Ejercicio 1:
En el texto sobre los excéntricos periféricos, ¿cuántos años lleva así la periferia?
Ejercicio 2:
Prosigue el texto sobre los excéntricos periféricos desde su última frase.

═════ Fragmento de texto

Los excéntricos periféricos

La periferia, es decir, esos excéntricos a los que hay que dárselo todo pensado y bien pensado, lleva así unos 400 años, desde que nueve millones de habitantes, al parecer ubicados donde menos era de esperar, en el centro de los que los nostálgicos todavía llaman la vieja piel de toro, impusieron su hegemonía al desperdigado millón restante. Un millón de seres que, al parecer, no sabían lo que tenían que hacer, esparcidos como estaban por la periferia. Cuestión de números, probablemente.

Desde hace un tiempo que se complicó a partir de Felipe II, la posterior llegada de los sucesivos Borbones y hasta la arribada, casi forzosa, del último y reinante, que pareció que había devuelto las cosas a su sitio, a su ser natural, esa gente excéntrica necesitó de los bien pensantes habitantes del centro para poder saber lo que era bueno, ignorar lo que era malo y seguir siendo buena de solemnidad. Así deberá seguir siendo una vez superada, al parecer, la ilusión primera y democrática.

Que esto viene siendo así, no es difícil de hacérselo entender al extranjero. O eso piensan los excéntricos periféricos, al contrario de lo que se pretende en instancias más centrales. A no ser que el extranjero del que se trate no sea un extranjero de fuera sino y curiosamente un extranjero de dentro; es decir, un ocupante de esa geografía mental: extranjero siempre, allí en donde no sea el mismo; desde siempre acostumbrado a la autocontemplación umbilical; al menos desde los lejanos tiempos en los que, él y los suyos, se lo daban todo pensado y bien pensado no solo a sus periféricos más cercanos, sino también a los de un vasto imperio colonial, hoy ya nada más que un lejano sueño.

No pocos extranjeros de fuera suelen entender bien cuestiones como "multiculturalidad" y "libertad religiosa", como descentralización y federalización. Están habituados a vivir en unas y con otras desde hace el tiempo suficiente y necesario. Un tiempo que es, justamente, el que a nuestros extranjeros interiores les falta de rodaje.

══════════
═════ Datos proporcionados

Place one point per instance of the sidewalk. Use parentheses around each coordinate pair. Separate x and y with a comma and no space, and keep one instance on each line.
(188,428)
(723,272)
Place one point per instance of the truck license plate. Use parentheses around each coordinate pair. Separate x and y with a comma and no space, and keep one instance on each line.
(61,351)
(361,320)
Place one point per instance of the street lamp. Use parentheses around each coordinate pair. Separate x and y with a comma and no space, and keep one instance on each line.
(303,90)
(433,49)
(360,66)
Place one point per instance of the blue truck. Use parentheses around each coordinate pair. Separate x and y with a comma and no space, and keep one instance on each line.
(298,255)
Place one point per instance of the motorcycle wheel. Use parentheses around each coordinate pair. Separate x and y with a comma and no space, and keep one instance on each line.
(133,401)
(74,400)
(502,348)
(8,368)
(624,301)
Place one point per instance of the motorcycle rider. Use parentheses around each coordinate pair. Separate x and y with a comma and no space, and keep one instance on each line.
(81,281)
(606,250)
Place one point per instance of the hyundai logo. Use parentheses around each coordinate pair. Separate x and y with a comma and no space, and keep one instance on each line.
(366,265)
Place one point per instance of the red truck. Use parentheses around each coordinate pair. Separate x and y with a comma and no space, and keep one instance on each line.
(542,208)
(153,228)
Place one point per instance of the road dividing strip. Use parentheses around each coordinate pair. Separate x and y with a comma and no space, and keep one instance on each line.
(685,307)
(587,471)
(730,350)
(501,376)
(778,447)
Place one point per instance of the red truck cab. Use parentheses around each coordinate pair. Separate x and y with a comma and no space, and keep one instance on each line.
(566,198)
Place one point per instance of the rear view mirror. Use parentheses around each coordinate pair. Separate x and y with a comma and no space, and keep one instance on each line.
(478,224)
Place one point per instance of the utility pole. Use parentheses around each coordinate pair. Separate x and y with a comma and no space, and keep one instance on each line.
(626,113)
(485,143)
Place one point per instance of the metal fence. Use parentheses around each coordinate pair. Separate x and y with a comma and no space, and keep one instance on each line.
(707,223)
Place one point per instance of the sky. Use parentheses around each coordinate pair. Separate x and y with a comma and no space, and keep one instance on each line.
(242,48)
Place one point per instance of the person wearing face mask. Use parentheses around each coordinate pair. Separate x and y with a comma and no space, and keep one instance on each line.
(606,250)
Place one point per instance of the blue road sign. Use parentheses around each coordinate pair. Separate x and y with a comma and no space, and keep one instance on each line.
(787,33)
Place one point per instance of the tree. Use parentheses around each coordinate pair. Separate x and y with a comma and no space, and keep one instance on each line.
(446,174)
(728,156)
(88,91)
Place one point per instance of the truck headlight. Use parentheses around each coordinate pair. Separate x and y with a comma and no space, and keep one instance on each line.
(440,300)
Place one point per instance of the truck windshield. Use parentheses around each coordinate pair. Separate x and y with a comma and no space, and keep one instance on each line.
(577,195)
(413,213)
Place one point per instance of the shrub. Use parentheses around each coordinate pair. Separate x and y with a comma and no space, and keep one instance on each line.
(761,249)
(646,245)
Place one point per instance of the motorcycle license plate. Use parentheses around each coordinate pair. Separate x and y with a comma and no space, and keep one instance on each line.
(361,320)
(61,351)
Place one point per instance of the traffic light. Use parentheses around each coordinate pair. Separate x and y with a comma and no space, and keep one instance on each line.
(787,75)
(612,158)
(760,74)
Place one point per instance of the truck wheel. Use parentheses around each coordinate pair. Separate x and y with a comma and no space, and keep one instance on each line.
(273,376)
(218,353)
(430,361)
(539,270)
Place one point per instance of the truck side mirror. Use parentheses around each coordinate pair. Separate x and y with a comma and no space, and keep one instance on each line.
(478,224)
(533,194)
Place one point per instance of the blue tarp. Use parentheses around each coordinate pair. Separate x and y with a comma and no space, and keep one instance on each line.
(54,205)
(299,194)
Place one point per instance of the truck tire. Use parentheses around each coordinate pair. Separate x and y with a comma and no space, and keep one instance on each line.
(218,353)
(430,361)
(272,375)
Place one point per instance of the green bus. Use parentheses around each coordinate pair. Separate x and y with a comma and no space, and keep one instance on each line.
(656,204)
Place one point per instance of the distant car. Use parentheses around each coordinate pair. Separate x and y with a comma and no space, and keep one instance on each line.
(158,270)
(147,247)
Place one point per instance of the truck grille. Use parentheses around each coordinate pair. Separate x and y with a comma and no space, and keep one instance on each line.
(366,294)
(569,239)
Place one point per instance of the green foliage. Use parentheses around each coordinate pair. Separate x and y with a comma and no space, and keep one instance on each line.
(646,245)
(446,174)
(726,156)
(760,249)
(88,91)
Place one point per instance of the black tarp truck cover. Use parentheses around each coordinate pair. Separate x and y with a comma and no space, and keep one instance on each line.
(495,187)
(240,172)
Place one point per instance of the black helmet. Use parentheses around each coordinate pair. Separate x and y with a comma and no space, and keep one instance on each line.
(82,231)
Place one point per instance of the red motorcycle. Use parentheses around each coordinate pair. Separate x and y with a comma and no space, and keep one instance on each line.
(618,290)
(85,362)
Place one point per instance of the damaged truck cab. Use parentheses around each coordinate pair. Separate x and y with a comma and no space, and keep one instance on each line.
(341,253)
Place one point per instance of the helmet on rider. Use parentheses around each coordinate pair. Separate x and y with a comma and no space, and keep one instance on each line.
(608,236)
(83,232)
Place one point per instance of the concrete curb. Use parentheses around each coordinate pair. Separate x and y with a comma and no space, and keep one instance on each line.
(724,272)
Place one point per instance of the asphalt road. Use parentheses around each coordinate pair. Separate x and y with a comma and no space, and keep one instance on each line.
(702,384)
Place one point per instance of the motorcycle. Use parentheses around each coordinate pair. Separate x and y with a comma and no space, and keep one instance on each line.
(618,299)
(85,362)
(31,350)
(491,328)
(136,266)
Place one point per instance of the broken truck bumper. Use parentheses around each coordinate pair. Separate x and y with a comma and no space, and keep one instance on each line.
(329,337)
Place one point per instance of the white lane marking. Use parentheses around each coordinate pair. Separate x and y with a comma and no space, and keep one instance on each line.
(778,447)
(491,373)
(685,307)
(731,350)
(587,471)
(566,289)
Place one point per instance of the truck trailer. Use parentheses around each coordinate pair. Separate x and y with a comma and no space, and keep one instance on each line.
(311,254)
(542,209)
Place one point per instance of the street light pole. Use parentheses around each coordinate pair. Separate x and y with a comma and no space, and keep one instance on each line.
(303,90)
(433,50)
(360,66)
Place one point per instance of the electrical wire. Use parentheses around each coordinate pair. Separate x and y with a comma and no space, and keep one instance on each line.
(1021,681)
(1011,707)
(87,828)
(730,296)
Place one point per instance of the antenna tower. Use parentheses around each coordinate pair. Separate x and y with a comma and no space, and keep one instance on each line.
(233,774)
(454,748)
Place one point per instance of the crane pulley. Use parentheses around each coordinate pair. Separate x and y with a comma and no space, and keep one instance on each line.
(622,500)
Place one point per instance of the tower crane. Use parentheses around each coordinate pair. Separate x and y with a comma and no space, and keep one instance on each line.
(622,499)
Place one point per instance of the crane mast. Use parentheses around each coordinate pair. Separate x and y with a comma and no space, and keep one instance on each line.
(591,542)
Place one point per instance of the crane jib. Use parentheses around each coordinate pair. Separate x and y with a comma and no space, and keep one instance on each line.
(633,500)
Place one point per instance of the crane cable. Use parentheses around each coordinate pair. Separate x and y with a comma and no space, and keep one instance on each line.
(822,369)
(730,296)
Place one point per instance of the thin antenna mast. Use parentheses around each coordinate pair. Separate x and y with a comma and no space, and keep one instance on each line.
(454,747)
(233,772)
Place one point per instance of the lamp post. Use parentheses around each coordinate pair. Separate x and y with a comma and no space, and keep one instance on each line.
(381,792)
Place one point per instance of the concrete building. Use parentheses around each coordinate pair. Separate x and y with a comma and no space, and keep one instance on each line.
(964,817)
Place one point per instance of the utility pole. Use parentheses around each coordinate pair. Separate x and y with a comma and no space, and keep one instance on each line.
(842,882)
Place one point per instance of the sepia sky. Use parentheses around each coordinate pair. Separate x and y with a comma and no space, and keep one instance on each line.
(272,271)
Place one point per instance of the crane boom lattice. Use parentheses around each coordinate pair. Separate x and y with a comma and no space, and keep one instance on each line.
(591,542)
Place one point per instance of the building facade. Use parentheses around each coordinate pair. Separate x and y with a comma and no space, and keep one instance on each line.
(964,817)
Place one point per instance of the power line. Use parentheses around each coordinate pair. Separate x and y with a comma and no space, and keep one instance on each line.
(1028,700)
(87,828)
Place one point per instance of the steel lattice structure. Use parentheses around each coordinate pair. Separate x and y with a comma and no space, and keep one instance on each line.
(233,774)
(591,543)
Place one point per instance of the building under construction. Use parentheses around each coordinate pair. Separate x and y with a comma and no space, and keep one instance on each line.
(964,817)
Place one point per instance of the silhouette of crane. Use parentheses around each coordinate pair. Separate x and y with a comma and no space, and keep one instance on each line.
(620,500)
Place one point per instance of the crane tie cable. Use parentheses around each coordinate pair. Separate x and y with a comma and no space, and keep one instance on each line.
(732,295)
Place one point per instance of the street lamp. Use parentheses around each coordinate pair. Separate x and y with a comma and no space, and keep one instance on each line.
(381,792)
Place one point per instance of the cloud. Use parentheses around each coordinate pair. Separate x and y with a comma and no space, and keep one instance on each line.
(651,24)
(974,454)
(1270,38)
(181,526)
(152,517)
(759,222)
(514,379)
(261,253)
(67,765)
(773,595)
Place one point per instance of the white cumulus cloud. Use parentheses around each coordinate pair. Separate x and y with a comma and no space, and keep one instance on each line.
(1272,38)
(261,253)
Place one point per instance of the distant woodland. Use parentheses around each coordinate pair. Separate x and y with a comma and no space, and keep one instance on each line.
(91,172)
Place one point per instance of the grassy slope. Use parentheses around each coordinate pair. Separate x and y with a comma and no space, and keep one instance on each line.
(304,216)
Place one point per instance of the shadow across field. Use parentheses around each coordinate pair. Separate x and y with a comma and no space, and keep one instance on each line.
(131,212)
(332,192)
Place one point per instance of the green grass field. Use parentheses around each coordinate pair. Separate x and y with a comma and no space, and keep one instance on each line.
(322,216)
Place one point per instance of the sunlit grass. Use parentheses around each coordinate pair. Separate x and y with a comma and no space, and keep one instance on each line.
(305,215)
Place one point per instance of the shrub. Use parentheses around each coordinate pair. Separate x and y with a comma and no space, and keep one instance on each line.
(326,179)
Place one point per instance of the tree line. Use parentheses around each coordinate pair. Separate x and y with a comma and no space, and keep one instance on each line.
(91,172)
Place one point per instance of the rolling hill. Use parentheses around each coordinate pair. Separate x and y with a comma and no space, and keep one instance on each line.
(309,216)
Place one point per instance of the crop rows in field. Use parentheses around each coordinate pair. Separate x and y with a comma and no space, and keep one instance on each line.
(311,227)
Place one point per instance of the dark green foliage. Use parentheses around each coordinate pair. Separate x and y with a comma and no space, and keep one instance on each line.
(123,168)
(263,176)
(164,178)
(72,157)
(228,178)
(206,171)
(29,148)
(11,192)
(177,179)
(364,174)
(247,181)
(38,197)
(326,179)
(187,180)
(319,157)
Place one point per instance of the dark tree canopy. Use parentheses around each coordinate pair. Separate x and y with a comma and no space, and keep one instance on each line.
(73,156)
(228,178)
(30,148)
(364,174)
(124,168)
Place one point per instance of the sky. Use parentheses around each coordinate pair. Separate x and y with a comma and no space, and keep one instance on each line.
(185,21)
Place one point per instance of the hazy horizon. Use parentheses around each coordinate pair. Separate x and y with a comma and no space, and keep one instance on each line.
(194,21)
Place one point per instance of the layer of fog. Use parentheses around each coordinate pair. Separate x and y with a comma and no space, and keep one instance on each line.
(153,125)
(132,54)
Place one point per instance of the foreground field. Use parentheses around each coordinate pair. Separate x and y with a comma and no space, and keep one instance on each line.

══════════

Respuesta esperada 1:
Unos 400 años.

Respuesta esperada 2:
Lo que los extranjeros de fuera no suelen entender bien son los delirios de grandeza. Aunque, puestos a ello, entienden hasta el hecho de construir castillos en el aire. Tanto lo entienden que, en algún país, a tal actividad suelen llamarla construir castillos a la española. Son estos extranjeros gentes que, mientras nosotros permanecimos atados por la contrarreforma, sometidos al credo tridentino y permanentemente educados en la fe, frecuentaron el uso de la razón y se aplicaron en los modos de aplicación de las ideas, en tanto que nosotros nos mantuvimos sometidos únicamente a la didáctica del sentimiento.

En España, mucho más en su centro, es decir, en esa geografía mental recién citada, "el delirio no ha sustituido a la racionalidad o al sentido común" desde hace unos pocos años, sino más bien desde hace ya unos siglos. Los delirios de grandeza nunca fueron periféricos. En nosotros, en los excéntricos, en los habitantes de esa otra geografía del espíritu, no nacieron tales delirios. En su excentricidad, Galicia, por ejemplo, no "se agranda por las anchuras atlánticas de la lusofonía y por los confines de niebla de los reinos celtas". No lo hizo nunca. Hablo de lo que sé. Otros excéntricos podrán decir de ellos y de sus propias y mentales geografías del espíritu.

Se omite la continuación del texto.